> [Exercise aim]
Reproduce verbatim the lines of the listing below, starting at the line that contains "Find the dark wooden frame." and ending at the last line of the listing, omitting the picture.

> [Source data]
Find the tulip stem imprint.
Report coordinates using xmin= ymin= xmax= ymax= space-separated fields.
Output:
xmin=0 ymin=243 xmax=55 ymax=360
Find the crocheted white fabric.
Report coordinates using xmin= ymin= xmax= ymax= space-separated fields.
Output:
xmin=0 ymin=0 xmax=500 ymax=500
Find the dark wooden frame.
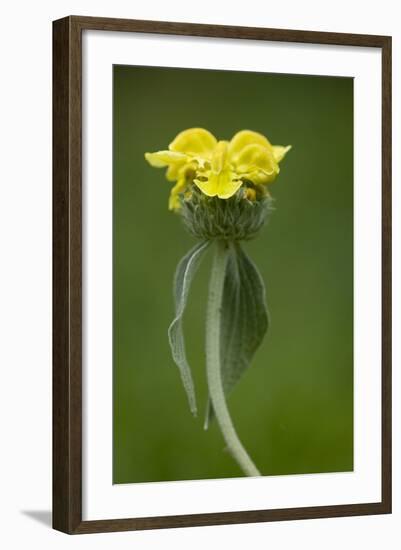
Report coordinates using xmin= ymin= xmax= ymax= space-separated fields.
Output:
xmin=53 ymin=16 xmax=391 ymax=534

> [Response]
Find the dark wooden frame.
Report coordinates using xmin= ymin= xmax= ymax= space-separated fields.
Output:
xmin=53 ymin=16 xmax=391 ymax=534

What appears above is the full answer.